Exercise aim: In the dwarsligger article below, rewrite everything from "The dwarsligger was registered" down to "Culture and Science.", swapping "trademark" for "brand name".
── Selected passage ──
Dwarsligger ("sleeper" or "crossbeam" in Dutch) is a book printed with text parallel to the spine of a conventional 12cm book. The dwarsligger is published by Uitgeverij Dwarsligger, part of Veen Bosch & Keuning Uitgeversgroep (VBK).

History 
The dwarsligger was conceived by Hugo van Woerden, the director of the Dutch printer Jongbloed BV, a publishing house that specializes in printing on very thin paper that is commonly used for printing the Bible. The objective of this printing format was to deliver a new type of book that read pleasantly, was easy to carry, and did not collapse. Jongbloed BV only focused on printing Christian books, a niche market that proved too small. To expand interest in the book style, Jongbloed BV granted a license to Ambo / Anthos publishers.

The dwarsligger was registered as a trademark by Jongbloed BV in July 2006.

On September 6, 2009, the first Dutch copy of the dwarsligger entered circulation. The first copy, the Manuscripta by Herman Koch, was awarded to Ronald Plasterk, Minister of Education, Culture and Science.
───
── Dataset section ──
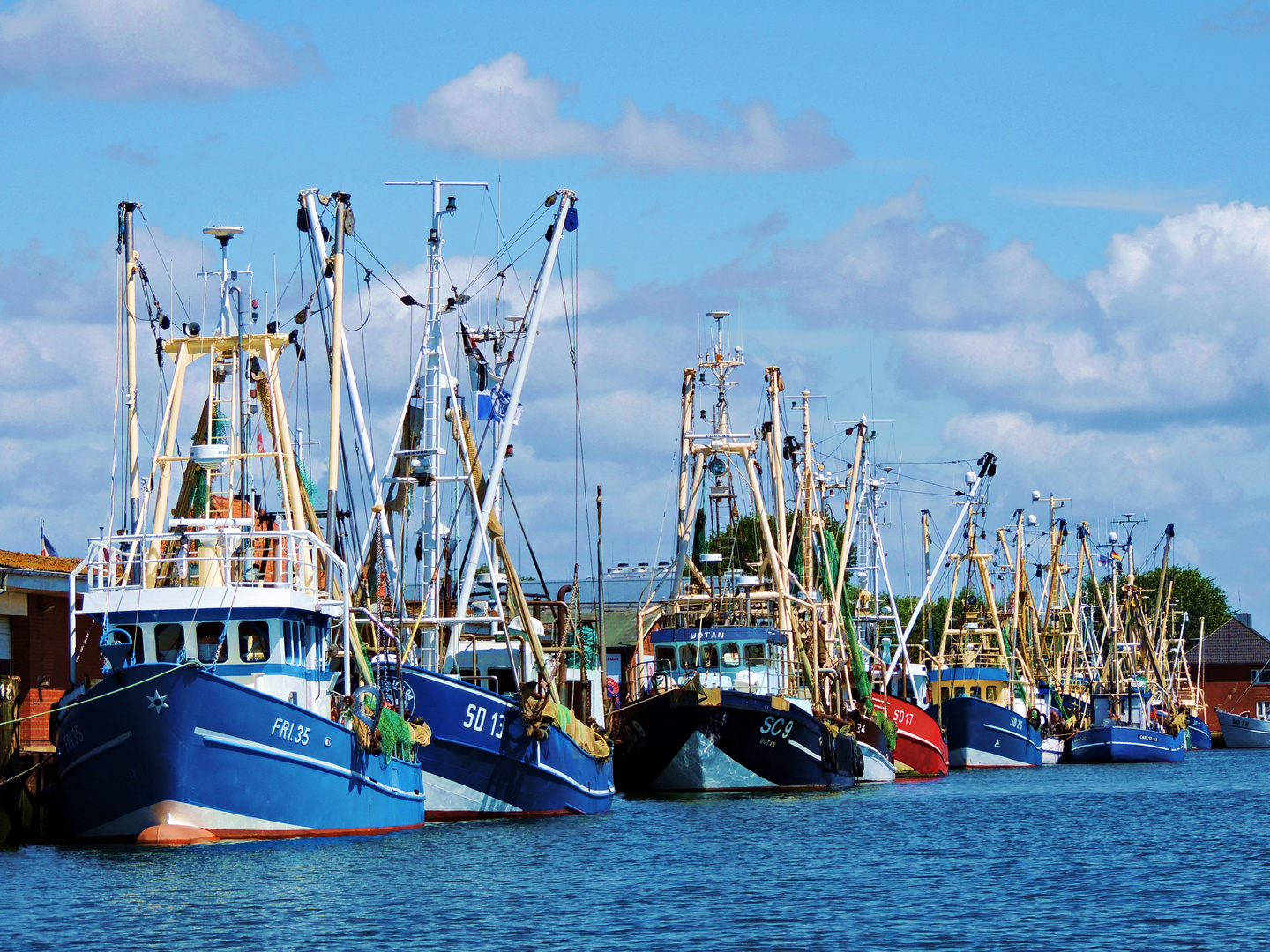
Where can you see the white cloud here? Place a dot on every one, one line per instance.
(501, 111)
(143, 48)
───
Exercise response:
The dwarsligger was registered as a brand name by Jongbloed BV in July 2006.

On September 6, 2009, the first Dutch copy of the dwarsligger entered circulation. The first copy, the Manuscripta by Herman Koch, was awarded to Ronald Plasterk, Minister of Education, Culture and Science.